Source passage:
┄┄┄┄┄┄┄┄┄┄┄┄┄┄┄┄┄┄┄┄

Dawson Creek Historical Site - Dawson Creek Mile 0 Alaska Highway
Posted by: Groundspeak Premium Member T0SHEA
N 55° 45.565 W 120° 13.586
10U E 674029 N 6182786
Quick Description: In Dawson Creek, BC stands the last of five grain elevators which once lined the Northern Alberta Railway siding in the city.
Location: British Columbia, Canada
Date Posted: 7/15/2021 1:58:00 PM
Waymark Code: WM14JCH
Views: 1

Long Description:
Dawson Creek Until the 1970s every farming community had its row of grain elevators. With changes in transportation modes, most of these elevators have been obsoleted and subsequently torn down. Only a very few have escaped the wrecking ball and the Dawson Creek Art Gallery is one which has.

Through the efforts of local citizens, this elevator has not only survived but thrived. Having been refurbished inside, the elevator's annex is now the city's art gallery and gift shop - a most appropriate repurposing of of a notable local heritage building. It stands directly east of the South Peace Historical Society Railway Station Museum and Visitor Information Centre, which are in the original 1931 Northern Alberta Railway Station, another excellent example of repurposing.

┄┄┄┄┄┄┄┄┄┄┄┄┄┄┄┄┄┄┄┄

[Lines of data]
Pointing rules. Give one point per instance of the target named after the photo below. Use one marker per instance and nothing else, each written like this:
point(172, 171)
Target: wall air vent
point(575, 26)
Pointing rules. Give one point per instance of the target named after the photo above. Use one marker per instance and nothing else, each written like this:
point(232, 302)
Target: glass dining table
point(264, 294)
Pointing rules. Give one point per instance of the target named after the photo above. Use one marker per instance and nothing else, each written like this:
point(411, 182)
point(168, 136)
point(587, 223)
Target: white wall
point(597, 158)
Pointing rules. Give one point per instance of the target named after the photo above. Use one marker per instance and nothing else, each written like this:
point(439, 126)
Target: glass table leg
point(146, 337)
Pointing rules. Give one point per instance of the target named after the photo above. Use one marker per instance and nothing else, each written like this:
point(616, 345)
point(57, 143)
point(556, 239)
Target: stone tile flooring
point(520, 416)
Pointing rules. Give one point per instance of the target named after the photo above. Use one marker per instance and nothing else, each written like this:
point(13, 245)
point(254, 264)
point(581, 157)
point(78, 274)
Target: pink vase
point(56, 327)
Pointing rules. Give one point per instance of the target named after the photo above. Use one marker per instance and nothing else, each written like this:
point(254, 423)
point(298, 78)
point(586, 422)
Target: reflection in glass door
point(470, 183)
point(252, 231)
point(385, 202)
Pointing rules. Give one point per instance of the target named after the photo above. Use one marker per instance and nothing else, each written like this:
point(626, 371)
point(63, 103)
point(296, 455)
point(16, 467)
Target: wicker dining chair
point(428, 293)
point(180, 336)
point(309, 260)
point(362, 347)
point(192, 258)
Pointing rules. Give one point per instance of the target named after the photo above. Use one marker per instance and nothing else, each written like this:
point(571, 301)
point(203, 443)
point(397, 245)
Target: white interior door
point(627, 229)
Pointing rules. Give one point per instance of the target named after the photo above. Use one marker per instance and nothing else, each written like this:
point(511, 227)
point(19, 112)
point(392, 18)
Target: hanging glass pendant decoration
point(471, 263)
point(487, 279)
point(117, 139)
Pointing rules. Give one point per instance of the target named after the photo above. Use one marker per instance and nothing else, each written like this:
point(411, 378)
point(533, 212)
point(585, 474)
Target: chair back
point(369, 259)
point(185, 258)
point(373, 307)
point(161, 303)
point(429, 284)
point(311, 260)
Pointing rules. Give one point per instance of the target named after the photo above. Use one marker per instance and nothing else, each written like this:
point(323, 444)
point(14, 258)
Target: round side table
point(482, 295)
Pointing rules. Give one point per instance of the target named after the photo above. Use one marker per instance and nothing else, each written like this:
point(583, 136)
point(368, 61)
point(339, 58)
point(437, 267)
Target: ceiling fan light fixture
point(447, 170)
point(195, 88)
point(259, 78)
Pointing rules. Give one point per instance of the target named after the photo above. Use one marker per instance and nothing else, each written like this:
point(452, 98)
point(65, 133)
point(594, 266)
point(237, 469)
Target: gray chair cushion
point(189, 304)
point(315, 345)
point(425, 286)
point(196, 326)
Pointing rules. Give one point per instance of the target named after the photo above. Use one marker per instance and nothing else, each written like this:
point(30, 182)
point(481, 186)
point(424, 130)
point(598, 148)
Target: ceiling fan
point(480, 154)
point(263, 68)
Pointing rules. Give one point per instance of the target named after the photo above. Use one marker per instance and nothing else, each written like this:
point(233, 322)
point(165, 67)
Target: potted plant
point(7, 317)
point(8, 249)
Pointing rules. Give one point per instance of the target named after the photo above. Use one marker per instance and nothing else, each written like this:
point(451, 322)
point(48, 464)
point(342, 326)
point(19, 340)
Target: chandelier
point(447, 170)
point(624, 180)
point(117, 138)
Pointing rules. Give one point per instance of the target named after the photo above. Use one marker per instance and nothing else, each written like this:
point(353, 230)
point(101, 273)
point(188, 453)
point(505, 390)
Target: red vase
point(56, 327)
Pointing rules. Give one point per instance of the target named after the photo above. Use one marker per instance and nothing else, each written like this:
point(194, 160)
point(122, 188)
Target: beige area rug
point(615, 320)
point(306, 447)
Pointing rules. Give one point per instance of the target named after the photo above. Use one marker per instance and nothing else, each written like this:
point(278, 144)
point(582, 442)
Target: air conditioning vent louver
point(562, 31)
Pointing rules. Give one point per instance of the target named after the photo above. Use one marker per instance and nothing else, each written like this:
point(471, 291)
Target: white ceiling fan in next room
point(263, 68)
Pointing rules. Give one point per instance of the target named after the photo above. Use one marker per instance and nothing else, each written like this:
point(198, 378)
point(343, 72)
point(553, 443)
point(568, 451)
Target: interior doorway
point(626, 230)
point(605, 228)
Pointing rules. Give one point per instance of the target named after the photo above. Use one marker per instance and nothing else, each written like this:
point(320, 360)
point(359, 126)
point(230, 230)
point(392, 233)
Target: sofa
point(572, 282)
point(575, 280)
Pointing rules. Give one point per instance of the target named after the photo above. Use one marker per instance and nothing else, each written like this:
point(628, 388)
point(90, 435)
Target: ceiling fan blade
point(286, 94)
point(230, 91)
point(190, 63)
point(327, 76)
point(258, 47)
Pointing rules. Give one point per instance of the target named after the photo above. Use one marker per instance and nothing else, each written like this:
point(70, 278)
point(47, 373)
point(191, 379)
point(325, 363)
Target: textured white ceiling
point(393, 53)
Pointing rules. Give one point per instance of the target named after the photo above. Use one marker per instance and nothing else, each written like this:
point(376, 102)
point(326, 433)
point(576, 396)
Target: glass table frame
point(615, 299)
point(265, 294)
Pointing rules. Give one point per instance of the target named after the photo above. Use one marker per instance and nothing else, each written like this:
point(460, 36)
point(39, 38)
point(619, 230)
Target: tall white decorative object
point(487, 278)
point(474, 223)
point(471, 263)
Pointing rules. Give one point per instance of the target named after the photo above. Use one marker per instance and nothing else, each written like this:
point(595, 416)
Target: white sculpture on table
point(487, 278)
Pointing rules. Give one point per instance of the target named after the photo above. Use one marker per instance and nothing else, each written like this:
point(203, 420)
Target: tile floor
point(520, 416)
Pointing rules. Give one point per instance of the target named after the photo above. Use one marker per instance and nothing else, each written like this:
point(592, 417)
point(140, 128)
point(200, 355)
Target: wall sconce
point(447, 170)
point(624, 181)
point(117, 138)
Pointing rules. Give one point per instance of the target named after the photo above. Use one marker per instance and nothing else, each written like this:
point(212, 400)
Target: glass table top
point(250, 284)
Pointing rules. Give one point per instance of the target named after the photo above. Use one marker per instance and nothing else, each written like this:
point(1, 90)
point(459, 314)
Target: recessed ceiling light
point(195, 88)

┄┄┄┄┄┄┄┄┄┄┄┄┄┄┄┄┄┄┄┄

Task set:
1. Render this sentence from the Dawson Creek page in Spanish: "With changes in transportation modes, most of these elevators have been obsoleted and subsequently torn down."
2. Retype the Dawson Creek page verbatim from "Location: British Columbia, Canada" to "example of repurposing.".
Work only from the Dawson Creek page.

Answers to each task:
1. Con los cambios en los medios de transporte, la mayoría de estos elevadores de granos quedaron obsoletos y posteriormente fueron demolidos.

2.
Location: British Columbia, Canada
Date Posted: 7/15/2021 1:58:00 PM
Waymark Code: WM14JCH
Views: 1

Long Description:
Dawson Creek Until the 1970s every farming community had its row of grain elevators. With changes in transportation modes, most of these elevators have been obsoleted and subsequently torn down. Only a very few have escaped the wrecking ball and the Dawson Creek Art Gallery is one which has.

Through the efforts of local citizens, this elevator has not only survived but thrived. Having been refurbished inside, the elevator's annex is now the city's art gallery and gift shop - a most appropriate repurposing of of a notable local heritage building. It stands directly east of the South Peace Historical Society Railway Station Museum and Visitor Information Centre, which are in the original 1931 Northern Alberta Railway Station, another excellent example of repurposing.